◆ WHAT YOU SHOULD DO
An exact copy of the entries is required, with every image omitted.
────────────────────
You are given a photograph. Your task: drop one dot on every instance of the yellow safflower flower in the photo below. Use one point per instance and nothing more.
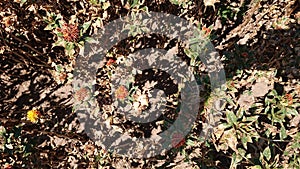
(33, 115)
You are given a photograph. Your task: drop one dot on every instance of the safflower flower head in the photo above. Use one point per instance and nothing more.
(33, 115)
(121, 93)
(69, 32)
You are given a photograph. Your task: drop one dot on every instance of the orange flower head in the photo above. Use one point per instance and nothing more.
(81, 94)
(110, 62)
(70, 32)
(121, 92)
(33, 115)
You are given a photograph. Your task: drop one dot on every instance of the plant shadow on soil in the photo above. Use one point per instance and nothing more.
(23, 87)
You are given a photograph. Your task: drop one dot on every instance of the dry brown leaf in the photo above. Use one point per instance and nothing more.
(260, 89)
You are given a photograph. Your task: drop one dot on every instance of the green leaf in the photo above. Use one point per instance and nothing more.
(231, 118)
(267, 153)
(282, 133)
(190, 142)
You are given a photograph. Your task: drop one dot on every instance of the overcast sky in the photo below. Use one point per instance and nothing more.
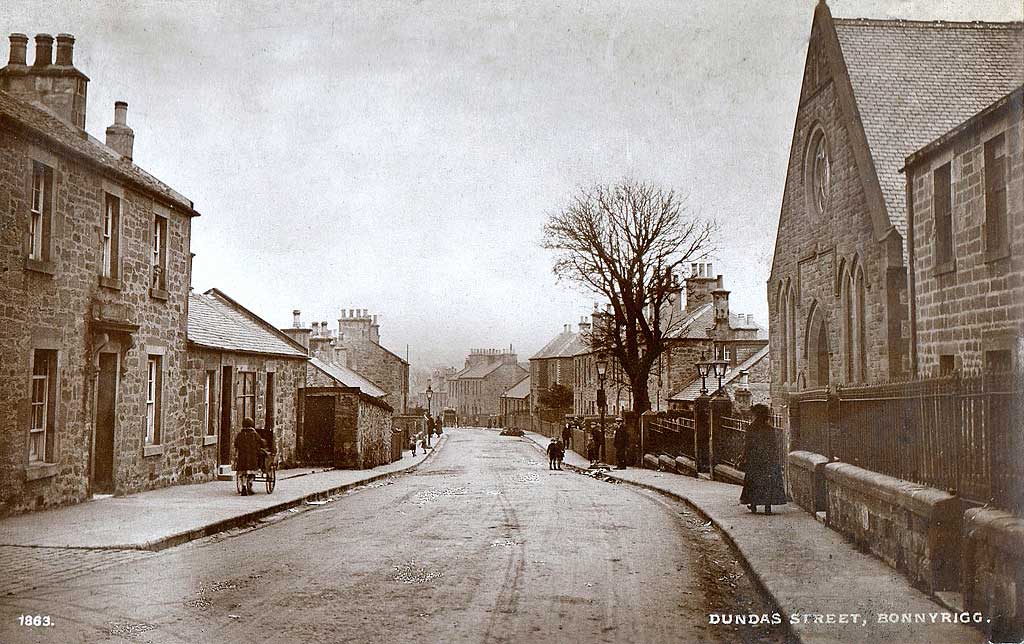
────────────────────
◆ TASK OUTPUT
You are given a photograph. Your task: drop one dot on every instance of the yellow safflower flower in the photo below. Use one point per instance and nothing more.
(33, 115)
You are given a photograph. Your task: drop one dot on every instance of the safflower flower head in the photo above. Use one point per instance and nothing more.
(33, 115)
(121, 93)
(69, 32)
You are given a photograph. Your task: drop one dot on every instance of the orange flower head in the photo above. Use one point per instance and nothing more.
(81, 94)
(110, 62)
(70, 32)
(121, 92)
(33, 115)
You are given a photograph. Your task: drop one dot on every instance of the plant shadow on soil in the photo above. Use one point per instance and nothing more.
(23, 87)
You are given a photograph. Your task: drop one dot on every instance of the dry brown leaf in the photo above. Use one point per instance and nothing more.
(260, 89)
You are given a photograph. Your task: drop one dot on every instance of the green leaf in the photo above. Use one point per instance and nothing more.
(231, 118)
(267, 153)
(282, 133)
(190, 142)
You are given a photograph. Your task: drop one dot on every instance of the overcast sky in the photo below. Use one point per instance and nothing more.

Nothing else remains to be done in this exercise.